## WORK TO COMPLETE
Please filter the data down to the lines that include the word "request" and copy them.

[Dataset entries]
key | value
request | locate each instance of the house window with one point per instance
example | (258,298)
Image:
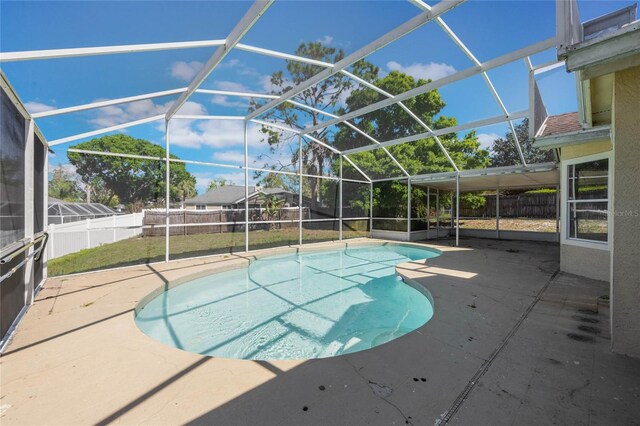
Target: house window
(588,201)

---

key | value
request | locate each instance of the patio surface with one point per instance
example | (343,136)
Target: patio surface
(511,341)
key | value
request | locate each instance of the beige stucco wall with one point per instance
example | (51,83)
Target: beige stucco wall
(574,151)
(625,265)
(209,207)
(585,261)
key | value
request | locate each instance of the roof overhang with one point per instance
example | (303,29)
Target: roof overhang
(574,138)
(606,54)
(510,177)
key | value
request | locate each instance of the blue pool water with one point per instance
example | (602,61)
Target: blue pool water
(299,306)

## RESPONSE TO THE TASK
request | locate each instance of the house window with one point per instance
request | locate each instance of the patio surface with one point per instance
request | locate each instance of the beige stucco wall with one point per instance
request | locate each instance of the roof overhang with one point per instance
request | locate each instance of the blue pool water with one point per instance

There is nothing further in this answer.